◆ Given request ◆
Arrange the lines of the material below as a numbered list, from the line containing "Confirm that each instance of the riverbank" through the end of the material, both ends included and blank lines omitted.

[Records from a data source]
____

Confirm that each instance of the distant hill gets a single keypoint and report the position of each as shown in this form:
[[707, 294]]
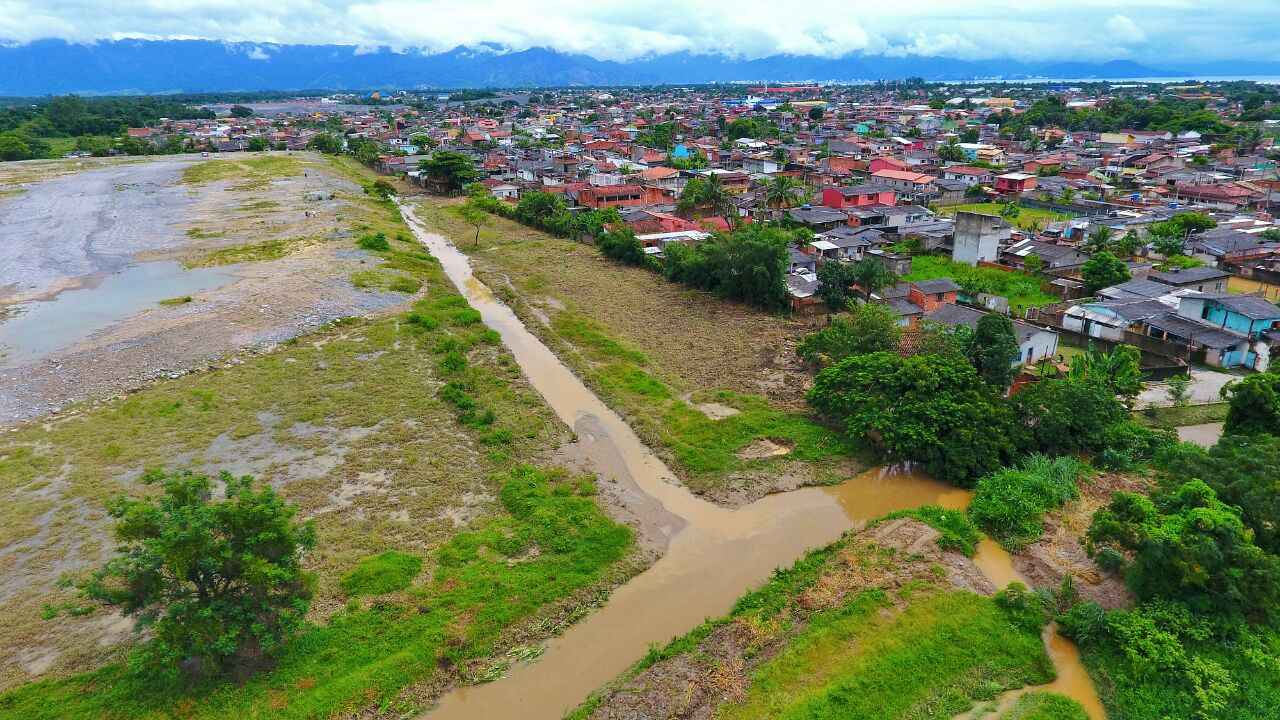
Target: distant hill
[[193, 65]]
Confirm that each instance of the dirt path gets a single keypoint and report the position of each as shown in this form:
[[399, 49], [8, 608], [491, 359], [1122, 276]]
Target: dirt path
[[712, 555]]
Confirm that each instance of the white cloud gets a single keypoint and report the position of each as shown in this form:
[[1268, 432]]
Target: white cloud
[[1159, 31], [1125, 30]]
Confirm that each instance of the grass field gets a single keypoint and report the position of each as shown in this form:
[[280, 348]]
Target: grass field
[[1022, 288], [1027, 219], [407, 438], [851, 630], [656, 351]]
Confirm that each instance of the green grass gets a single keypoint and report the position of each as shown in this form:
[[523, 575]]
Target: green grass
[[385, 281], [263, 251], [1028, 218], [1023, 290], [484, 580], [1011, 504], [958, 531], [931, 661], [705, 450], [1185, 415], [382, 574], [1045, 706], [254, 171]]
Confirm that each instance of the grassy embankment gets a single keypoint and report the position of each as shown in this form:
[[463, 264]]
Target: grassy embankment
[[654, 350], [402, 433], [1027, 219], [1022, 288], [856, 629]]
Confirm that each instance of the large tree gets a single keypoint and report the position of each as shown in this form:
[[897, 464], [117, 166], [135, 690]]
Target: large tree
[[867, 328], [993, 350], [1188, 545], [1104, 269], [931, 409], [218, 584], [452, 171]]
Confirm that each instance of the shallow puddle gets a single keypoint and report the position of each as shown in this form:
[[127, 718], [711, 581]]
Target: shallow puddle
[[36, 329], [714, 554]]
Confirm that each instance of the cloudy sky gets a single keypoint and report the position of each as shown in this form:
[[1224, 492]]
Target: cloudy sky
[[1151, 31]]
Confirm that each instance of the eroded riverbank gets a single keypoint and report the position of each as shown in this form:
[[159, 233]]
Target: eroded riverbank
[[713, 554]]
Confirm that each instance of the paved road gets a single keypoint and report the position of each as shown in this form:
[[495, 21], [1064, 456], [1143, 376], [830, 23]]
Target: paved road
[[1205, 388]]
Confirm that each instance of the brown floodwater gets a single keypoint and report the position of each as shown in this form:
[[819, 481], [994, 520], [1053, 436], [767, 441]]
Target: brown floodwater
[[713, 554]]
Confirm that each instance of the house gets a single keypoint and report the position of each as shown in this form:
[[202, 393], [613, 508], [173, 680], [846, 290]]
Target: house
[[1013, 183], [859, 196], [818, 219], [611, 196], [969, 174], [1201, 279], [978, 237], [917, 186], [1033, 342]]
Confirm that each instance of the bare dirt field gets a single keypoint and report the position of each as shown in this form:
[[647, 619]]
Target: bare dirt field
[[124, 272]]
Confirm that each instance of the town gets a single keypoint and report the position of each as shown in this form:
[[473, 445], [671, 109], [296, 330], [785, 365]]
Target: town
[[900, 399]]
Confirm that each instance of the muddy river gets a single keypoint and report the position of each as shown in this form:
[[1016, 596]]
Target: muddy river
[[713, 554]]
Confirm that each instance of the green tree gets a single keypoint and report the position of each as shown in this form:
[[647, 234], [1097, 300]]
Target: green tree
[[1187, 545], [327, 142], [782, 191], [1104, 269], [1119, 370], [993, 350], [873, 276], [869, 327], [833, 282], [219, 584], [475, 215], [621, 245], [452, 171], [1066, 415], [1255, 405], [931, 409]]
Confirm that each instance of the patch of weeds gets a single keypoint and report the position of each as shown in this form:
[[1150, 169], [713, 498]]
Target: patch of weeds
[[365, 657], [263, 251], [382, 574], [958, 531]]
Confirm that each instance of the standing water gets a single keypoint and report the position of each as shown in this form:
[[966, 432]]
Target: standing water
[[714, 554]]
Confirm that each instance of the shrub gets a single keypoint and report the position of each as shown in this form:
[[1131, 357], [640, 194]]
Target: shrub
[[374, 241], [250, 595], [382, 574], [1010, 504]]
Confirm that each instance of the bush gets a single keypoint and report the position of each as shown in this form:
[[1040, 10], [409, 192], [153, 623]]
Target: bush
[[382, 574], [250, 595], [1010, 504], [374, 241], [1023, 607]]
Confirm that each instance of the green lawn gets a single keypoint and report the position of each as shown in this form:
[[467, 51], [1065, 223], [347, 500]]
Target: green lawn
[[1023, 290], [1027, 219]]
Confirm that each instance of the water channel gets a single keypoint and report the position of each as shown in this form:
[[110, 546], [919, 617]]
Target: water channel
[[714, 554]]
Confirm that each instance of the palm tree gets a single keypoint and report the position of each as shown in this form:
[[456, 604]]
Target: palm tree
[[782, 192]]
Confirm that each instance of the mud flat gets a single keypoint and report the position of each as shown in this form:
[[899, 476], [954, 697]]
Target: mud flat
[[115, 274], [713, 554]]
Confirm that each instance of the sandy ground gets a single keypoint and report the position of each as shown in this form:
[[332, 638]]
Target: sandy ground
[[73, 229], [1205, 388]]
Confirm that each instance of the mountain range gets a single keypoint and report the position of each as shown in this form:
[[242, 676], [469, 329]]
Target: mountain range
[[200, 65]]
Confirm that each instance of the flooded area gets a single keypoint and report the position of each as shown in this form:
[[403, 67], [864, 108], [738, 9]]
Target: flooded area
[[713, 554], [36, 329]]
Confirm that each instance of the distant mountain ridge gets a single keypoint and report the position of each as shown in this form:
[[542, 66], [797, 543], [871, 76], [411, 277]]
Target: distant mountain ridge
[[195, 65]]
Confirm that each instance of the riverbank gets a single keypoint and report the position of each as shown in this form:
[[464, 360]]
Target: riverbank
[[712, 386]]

____

◆ Worked answer ◆
1. Confirm that each instance of the riverbank gets a single keypoint and report the position of each as shown in this form:
2. [[464, 360]]
3. Target: riverbank
4. [[712, 386]]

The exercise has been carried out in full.